**Exercise instructions:**
- 1) According to the AI transparency text, in which industry is transparency particularly valued?
- 2) Write out the part of the AI transparency text that begins at the words "Conceptually speaking, AI" and stops after the words "the right infrastructure?", keeping every word and mark unchanged.

Can you explain your data-driven solution?
The human approach to model building often involves steps of abstraction, from system to model, which can be followed, or at least believed, by other humans. The same cannot be said for many AIs which use their superior data processing power to derive models which are less clearly linked to the underlying system. This ability is part of what brings AI to the forefront of modelling in business, but is also a source of major criticism. If you cannot explain how your model arrives at predictions, how can you defend them? How can you inspect the results for bias? For these reasons so-called “black box” machine learning models can lack credibility, regardless of their performance. Transparency is particularly valued in certain industries, such as in healthcare where the use of AI raises concerns over patient data privacy, and has a significant impact on human wellbeing. However, some models are more transparent than others: you may be able to sacrifice some predictive power in exchange for a model which can be more easily explained, manipulated, and audited.
Conceptually speaking, AI development is not a closed topic to non-specialists. Despite becoming increasingly sophisticated, machine learning techniques are typically built from simple premises, and with the abundance of resources available from the data science community, becoming familiar with important AI concepts requires very little time investment. This means that informed conversations about AI are possible without specialist knowledge, and you can maintain transparency as a customer or consultant.
Do you have the right infrastructure?

**Supplied records:**
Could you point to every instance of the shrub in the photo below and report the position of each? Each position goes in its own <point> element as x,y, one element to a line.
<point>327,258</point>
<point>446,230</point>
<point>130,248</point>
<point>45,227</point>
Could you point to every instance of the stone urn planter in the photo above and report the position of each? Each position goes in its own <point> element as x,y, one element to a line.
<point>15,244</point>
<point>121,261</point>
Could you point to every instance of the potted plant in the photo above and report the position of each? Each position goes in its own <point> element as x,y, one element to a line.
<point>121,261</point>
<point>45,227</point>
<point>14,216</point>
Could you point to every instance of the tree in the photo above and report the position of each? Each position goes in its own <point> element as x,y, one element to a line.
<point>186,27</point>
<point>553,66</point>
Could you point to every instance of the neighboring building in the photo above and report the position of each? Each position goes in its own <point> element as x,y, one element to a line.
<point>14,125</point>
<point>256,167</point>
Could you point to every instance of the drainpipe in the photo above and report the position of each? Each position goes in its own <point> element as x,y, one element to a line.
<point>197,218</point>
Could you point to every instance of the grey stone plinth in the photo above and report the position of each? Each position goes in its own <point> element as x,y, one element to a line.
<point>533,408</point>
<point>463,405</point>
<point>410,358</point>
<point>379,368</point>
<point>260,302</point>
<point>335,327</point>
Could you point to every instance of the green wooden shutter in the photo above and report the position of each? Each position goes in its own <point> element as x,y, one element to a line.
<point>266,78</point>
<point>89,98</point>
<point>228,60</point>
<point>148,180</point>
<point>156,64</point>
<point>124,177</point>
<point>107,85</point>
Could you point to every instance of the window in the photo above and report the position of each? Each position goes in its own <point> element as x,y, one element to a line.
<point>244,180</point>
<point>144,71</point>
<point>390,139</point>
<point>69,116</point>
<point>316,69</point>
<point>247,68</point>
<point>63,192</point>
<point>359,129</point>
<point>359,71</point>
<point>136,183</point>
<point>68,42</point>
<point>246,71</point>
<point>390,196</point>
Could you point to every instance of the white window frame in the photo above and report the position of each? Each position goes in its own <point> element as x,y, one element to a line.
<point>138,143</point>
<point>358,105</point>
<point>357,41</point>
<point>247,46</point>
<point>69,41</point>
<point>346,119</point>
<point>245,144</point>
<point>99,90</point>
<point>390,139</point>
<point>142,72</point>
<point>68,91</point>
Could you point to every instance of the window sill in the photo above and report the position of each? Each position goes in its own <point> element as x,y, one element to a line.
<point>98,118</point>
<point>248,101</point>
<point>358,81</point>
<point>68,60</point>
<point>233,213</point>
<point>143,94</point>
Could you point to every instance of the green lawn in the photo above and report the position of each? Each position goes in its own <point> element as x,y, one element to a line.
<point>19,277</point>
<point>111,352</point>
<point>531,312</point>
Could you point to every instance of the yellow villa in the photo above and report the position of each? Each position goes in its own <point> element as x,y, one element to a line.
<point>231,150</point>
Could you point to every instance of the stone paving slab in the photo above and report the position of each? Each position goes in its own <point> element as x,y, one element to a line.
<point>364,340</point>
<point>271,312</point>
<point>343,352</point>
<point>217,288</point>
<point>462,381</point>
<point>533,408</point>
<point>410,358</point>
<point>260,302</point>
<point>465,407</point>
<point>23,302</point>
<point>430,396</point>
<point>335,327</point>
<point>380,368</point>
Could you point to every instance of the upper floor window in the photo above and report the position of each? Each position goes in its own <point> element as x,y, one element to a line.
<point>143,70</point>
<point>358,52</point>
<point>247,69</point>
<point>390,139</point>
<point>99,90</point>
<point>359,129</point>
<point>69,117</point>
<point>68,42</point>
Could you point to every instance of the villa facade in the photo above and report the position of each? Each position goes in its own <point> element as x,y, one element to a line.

**Results by task:**
- 1) Healthcare.

- 2)
Conceptually speaking, AI development is not a closed topic to non-specialists. Despite becoming increasingly sophisticated, machine learning techniques are typically built from simple premises, and with the abundance of resources available from the data science community, becoming familiar with important AI concepts requires very little time investment. This means that informed conversations about AI are possible without specialist knowledge, and you can maintain transparency as a customer or consultant.
Do you have the right infrastructure?